===== SOURCE DATA
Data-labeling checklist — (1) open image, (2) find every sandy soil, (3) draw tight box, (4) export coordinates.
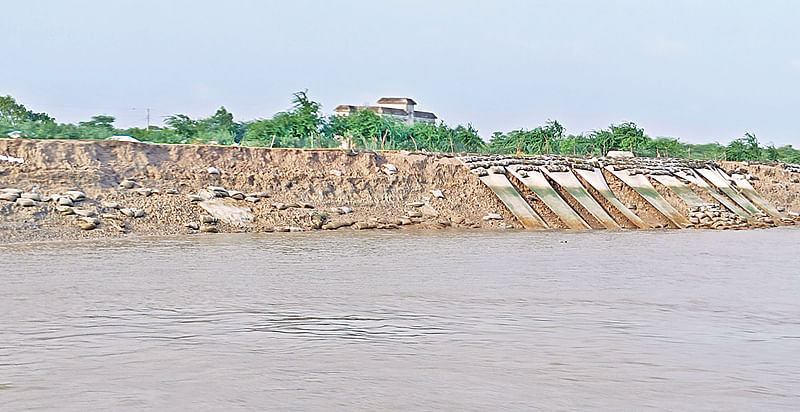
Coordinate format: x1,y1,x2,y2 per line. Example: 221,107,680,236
0,140,516,242
0,139,800,242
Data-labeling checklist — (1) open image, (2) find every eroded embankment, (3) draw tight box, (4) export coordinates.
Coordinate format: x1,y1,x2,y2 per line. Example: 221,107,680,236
0,140,515,242
461,155,800,230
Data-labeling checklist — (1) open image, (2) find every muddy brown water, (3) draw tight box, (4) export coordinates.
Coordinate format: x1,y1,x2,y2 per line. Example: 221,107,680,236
0,228,800,410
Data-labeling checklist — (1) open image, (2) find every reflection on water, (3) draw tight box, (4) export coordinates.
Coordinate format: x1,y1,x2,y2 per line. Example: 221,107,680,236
0,229,800,410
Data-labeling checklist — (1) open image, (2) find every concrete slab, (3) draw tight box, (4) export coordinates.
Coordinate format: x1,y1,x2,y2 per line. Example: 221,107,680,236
650,175,706,207
542,168,620,229
695,169,763,216
199,199,253,227
606,166,691,229
510,170,591,230
720,171,788,220
481,174,547,229
575,169,652,229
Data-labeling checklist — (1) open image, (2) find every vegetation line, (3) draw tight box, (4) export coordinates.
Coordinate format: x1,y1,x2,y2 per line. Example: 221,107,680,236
0,91,800,163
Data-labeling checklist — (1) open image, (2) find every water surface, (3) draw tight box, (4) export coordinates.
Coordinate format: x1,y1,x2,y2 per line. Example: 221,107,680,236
0,229,800,410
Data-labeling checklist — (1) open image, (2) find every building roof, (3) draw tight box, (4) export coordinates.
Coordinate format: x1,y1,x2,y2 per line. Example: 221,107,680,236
378,97,417,104
333,97,438,120
333,104,358,112
414,110,437,119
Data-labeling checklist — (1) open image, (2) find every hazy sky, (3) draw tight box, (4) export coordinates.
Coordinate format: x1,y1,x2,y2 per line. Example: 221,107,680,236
6,0,800,146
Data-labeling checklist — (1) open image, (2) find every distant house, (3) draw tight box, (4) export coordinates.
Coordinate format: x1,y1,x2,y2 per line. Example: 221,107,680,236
333,97,437,124
106,135,142,143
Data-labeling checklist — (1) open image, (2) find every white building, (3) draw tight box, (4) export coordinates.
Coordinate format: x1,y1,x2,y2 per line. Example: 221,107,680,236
333,97,437,124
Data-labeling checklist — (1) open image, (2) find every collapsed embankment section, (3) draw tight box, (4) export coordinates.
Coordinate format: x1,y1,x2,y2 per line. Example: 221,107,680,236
0,139,515,241
461,155,800,230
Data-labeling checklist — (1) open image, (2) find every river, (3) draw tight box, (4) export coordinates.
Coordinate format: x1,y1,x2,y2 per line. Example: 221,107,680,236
0,228,800,410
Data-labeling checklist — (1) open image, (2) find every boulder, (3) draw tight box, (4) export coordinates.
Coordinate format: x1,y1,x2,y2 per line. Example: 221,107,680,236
16,197,36,207
73,209,97,217
64,190,86,202
78,222,97,230
19,193,43,202
0,192,19,202
381,163,397,175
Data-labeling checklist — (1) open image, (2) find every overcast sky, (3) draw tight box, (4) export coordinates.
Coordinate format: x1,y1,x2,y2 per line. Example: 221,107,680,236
6,0,800,146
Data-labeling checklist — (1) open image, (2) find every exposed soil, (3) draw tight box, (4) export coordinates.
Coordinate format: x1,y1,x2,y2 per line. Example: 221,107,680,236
575,173,638,229
721,162,800,212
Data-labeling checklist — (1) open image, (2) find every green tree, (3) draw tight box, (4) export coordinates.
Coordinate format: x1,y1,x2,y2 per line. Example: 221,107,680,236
725,132,761,161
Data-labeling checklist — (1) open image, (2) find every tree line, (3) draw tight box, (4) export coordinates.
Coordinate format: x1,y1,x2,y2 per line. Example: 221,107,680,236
0,91,800,163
==========
EXERCISE REQUIREMENTS – Rewrite the items from the line that contains "Data-labeling checklist — (1) open image, (2) find every exposed" through the end of the items, inclusive, replacing "tight box" with "snug box" and changing nothing else. Give only those lines.

RESULT –
Data-labeling checklist — (1) open image, (2) find every exposed soil, (3) draw snug box, (4) export coordinates.
Coordinate format: x1,y1,x2,y2 per line. Example: 221,107,680,236
575,173,638,229
721,162,800,212
Data-labeling checklist — (1) open image, (2) find every green tree, (3) draw snug box, (4) export coordinates.
Coordinate format: x1,y1,x2,y2 per line. Example: 221,107,680,236
725,132,761,161
Data-labeling checklist — (1) open image, (2) find every tree line, (3) draw snug box, (4) export coordinates.
Coordinate format: x1,y1,x2,y2 per line. Example: 221,107,680,236
0,91,800,163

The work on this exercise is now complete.